Exercise goal: Please count the lines below that contain the string "puffer", and give only the number.

[START The data]

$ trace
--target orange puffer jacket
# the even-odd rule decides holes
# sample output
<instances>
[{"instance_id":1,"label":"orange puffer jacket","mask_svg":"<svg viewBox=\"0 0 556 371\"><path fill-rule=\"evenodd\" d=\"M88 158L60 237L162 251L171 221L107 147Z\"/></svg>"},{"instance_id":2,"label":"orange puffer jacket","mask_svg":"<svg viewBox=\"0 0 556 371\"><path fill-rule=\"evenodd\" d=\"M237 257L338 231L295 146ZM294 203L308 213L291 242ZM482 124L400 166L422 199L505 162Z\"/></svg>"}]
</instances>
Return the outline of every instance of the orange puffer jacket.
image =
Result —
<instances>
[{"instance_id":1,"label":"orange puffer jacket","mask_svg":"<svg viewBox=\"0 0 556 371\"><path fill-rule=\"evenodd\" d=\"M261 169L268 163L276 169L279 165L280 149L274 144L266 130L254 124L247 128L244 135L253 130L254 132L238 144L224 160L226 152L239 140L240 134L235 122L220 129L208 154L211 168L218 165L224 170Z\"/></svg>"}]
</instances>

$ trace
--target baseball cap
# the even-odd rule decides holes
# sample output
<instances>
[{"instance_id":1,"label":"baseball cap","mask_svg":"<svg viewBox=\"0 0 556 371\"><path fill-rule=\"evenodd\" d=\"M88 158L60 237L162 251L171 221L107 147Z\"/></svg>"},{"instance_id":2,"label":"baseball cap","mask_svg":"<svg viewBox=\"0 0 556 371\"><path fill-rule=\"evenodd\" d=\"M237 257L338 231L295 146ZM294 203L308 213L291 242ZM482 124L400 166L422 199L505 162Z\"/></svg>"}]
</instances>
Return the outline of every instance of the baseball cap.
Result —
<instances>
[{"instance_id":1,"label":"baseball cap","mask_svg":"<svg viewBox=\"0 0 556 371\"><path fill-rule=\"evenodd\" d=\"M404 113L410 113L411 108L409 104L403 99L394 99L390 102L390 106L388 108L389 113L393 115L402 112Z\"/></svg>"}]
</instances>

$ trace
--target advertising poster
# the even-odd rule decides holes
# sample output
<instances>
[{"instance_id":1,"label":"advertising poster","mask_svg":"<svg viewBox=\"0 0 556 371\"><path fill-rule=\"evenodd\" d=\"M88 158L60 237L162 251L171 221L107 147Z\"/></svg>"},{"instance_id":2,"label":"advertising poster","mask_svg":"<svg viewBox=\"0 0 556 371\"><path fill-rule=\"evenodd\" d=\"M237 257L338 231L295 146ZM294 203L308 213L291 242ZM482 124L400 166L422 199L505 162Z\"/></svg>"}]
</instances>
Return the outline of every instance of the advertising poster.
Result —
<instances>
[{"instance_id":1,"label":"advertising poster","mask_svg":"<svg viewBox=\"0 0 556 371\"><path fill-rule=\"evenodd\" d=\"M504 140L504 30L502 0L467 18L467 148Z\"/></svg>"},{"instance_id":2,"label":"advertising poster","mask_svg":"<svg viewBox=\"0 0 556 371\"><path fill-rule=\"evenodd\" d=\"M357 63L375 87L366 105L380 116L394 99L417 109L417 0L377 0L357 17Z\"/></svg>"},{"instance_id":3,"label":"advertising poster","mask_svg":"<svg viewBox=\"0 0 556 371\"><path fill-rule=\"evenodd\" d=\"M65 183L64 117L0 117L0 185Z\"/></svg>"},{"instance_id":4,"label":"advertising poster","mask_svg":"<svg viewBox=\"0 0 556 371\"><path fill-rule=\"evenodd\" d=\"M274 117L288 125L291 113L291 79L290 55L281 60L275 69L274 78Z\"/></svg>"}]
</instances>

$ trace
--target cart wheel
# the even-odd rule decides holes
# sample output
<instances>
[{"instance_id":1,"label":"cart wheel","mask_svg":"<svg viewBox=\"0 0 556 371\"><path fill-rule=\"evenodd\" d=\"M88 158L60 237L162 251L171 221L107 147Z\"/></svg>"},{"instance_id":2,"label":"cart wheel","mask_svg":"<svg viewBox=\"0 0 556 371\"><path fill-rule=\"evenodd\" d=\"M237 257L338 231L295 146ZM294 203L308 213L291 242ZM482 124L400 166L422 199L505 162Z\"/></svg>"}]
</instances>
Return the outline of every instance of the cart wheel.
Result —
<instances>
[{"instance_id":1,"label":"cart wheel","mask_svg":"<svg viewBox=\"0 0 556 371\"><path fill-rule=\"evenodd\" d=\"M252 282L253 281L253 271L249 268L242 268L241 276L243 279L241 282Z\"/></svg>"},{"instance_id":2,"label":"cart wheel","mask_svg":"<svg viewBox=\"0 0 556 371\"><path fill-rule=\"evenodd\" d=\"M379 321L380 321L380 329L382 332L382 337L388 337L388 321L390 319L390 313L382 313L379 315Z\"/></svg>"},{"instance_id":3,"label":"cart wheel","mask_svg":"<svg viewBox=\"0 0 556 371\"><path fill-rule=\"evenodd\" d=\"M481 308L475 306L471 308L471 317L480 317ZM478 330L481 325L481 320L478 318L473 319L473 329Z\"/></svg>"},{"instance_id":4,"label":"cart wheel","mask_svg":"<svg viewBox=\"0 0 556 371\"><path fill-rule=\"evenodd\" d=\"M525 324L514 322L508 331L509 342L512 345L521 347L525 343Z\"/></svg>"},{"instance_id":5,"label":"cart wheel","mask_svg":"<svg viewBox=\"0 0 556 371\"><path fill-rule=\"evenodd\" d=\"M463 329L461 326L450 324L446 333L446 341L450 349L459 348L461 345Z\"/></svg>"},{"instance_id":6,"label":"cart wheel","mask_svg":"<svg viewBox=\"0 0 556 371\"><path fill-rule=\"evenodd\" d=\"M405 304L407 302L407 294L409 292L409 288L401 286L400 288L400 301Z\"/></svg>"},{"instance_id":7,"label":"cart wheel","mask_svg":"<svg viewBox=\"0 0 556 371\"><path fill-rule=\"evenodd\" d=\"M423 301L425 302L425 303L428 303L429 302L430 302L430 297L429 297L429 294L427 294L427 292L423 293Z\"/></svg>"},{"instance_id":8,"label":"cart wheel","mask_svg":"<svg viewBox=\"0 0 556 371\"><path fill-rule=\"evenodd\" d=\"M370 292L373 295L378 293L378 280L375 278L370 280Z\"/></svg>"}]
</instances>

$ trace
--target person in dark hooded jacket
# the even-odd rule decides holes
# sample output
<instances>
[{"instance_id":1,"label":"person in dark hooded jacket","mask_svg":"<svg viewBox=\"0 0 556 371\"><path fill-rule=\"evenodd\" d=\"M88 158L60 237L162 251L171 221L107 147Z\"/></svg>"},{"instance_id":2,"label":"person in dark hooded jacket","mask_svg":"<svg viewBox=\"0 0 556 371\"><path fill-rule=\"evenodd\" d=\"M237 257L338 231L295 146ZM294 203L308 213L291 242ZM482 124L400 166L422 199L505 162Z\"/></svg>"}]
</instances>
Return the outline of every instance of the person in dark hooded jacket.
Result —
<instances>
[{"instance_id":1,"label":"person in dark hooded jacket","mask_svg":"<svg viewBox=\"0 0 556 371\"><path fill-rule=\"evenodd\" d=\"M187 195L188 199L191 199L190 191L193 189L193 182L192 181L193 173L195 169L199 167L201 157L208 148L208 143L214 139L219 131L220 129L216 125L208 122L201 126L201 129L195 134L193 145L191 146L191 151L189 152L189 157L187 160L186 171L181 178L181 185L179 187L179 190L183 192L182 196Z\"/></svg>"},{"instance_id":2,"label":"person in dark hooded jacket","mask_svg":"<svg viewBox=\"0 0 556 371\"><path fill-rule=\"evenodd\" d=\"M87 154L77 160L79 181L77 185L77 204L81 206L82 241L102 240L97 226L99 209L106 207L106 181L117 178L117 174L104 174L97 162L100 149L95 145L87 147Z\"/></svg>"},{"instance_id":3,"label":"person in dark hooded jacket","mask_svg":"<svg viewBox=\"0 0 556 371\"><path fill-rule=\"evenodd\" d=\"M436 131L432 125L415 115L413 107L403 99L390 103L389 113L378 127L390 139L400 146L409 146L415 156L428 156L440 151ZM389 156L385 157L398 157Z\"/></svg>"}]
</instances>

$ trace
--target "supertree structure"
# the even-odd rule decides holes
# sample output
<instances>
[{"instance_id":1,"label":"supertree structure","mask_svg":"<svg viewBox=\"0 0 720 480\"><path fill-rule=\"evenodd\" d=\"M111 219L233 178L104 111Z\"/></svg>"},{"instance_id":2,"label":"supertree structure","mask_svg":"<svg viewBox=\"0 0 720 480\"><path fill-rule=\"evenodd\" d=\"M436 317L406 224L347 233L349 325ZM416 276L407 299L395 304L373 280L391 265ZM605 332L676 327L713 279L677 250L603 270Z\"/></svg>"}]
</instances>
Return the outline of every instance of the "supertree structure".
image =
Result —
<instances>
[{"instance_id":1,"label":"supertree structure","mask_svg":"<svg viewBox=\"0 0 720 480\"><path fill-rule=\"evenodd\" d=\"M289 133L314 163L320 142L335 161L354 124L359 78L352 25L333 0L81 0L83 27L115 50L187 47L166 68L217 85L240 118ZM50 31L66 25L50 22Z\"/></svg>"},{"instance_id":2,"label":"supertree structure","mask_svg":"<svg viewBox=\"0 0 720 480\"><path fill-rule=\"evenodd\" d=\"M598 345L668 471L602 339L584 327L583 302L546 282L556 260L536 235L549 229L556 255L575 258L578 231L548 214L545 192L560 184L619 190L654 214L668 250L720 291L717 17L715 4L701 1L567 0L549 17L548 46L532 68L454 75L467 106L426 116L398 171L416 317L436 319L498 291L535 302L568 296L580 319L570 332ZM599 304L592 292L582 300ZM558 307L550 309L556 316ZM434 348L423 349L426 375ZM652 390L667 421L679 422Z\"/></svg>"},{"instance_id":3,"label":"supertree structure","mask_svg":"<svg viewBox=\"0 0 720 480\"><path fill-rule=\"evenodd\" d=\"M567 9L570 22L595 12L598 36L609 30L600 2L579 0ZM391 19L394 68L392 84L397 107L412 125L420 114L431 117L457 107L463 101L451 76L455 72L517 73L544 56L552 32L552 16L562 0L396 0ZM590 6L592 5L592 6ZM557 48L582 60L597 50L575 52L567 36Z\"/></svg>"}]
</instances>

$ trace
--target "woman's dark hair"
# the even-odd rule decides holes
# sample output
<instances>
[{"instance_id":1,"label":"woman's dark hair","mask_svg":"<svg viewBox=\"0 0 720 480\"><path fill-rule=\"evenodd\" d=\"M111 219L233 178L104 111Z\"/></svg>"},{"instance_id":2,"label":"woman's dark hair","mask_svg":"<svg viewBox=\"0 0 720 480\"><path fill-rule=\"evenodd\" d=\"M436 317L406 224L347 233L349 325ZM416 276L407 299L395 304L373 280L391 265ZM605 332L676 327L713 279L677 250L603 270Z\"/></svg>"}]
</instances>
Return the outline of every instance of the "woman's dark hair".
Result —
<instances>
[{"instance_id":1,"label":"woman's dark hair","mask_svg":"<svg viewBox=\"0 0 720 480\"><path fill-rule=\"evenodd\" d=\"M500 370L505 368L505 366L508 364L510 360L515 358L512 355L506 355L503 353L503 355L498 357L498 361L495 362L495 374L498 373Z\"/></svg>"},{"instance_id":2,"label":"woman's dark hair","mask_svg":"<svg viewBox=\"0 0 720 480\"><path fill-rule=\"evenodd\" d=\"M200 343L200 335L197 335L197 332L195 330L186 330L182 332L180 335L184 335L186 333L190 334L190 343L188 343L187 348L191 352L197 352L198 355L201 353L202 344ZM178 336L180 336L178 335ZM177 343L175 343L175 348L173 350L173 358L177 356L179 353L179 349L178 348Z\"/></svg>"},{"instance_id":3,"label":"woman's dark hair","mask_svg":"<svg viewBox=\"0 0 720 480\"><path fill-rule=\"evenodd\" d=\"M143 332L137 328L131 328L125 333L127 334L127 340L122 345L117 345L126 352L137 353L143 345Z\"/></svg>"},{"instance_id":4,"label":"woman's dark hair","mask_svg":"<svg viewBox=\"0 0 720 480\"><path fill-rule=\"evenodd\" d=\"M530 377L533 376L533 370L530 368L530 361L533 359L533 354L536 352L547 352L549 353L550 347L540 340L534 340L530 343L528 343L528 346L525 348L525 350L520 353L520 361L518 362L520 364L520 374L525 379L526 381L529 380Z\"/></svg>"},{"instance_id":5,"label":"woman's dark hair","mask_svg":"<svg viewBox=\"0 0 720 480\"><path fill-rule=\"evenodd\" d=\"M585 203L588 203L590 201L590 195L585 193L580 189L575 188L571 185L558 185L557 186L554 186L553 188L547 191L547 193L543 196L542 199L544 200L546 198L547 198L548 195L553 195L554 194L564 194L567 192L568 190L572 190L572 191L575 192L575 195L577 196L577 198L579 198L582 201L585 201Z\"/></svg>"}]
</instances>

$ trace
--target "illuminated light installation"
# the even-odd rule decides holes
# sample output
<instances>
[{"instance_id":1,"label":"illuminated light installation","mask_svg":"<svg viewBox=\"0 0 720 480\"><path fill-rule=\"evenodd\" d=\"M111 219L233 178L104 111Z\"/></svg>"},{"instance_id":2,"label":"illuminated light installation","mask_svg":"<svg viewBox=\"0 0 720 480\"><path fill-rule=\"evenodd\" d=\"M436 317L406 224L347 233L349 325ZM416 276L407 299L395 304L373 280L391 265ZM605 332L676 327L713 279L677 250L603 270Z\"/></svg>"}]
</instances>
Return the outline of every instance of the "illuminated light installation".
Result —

[END The data]

Answer for the task: 4